Texte fourni ▸

━━━━━━━━━━━━━━━━━━━━

Les principes posés par le droit européen sont que les données publiques doivent être accessibles et réutilisables, à des fins commerciales ou non, d’une manière non discriminatoire et non exclusive à des tarifs qui n’excèdent pas leur coût de mise à disposition et éventuellement de production.

Directive Environnement PSI Inspire
Année 1990 2003 2007
Données concernées Données environnementales Toute donnée ou document public diffusé Données spatiales
Données exclues Documents non finis, statistiques ou délibération de l’État Documents non finis, Propriété intellectuelle d’un tiers, statistiques ou délibération de l’État Données personnelles, protection de l’environnement, document non fini ou couvert par un secret, propriété intellectuelle d’un tiers
Par qui Tout organisme, public ou privé, ayant une mission de service public. État hors services commerciaux et hors services culturels Toute autorité publique détentrice de données géographiques ou prestataire mandaté par une autorité publique
Comment Cataloguer les ressources mais sans métadonnées précises Tarifs bornés par les coûts Obligation de créer :
  • métadonnées, services de recherche et de visualisation, gratuitement.

━━━━━━━━━━━━━━━━━━━━

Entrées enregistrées
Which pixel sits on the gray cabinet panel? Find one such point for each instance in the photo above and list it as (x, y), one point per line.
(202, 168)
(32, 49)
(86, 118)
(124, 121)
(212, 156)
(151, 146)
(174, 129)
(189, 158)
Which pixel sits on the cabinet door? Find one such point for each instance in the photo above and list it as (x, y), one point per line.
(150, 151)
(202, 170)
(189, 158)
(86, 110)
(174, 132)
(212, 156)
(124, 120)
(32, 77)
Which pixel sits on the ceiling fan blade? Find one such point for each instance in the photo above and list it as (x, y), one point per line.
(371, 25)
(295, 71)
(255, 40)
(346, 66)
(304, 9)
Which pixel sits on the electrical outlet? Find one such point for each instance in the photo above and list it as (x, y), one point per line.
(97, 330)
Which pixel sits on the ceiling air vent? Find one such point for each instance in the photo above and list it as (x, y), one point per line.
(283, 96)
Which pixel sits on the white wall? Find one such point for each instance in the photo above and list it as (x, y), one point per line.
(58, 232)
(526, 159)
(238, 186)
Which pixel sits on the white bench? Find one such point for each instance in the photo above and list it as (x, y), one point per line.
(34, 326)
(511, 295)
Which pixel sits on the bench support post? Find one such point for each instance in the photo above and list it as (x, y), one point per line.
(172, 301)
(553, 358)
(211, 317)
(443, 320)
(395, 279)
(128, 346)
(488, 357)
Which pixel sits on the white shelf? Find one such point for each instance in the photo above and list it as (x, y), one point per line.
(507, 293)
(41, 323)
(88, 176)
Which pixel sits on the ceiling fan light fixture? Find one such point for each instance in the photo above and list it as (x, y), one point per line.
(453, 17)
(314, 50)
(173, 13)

━━━━━━━━━━━━━━━━━━━━

Consigne ▸
Transcrivez intégralement, sans rien modifier, le texte sur l'accès aux données publiques et leur réutilisation. Les enregistrements ne servent pas ici.

Réponse complète ▸
Les principes posés par le droit européen sont que les données publiques doivent être accessibles et réutilisables, à des fins commerciales ou non, d’une manière non discriminatoire et non exclusive à des tarifs qui n’excèdent pas leur coût de mise à disposition et éventuellement de production.

Directive Environnement PSI Inspire
Année 1990 2003 2007
Données concernées Données environnementales Toute donnée ou document public diffusé Données spatiales
Données exclues Documents non finis, statistiques ou délibération de l’État Documents non finis, Propriété intellectuelle d’un tiers, statistiques ou délibération de l’État Données personnelles, protection de l’environnement, document non fini ou couvert par un secret, propriété intellectuelle d’un tiers
Par qui Tout organisme, public ou privé, ayant une mission de service public. État hors services commerciaux et hors services culturels Toute autorité publique détentrice de données géographiques ou prestataire mandaté par une autorité publique
Comment Cataloguer les ressources mais sans métadonnées précises Tarifs bornés par les coûts Obligation de créer :
  • métadonnées, services de recherche et de visualisation, gratuitement.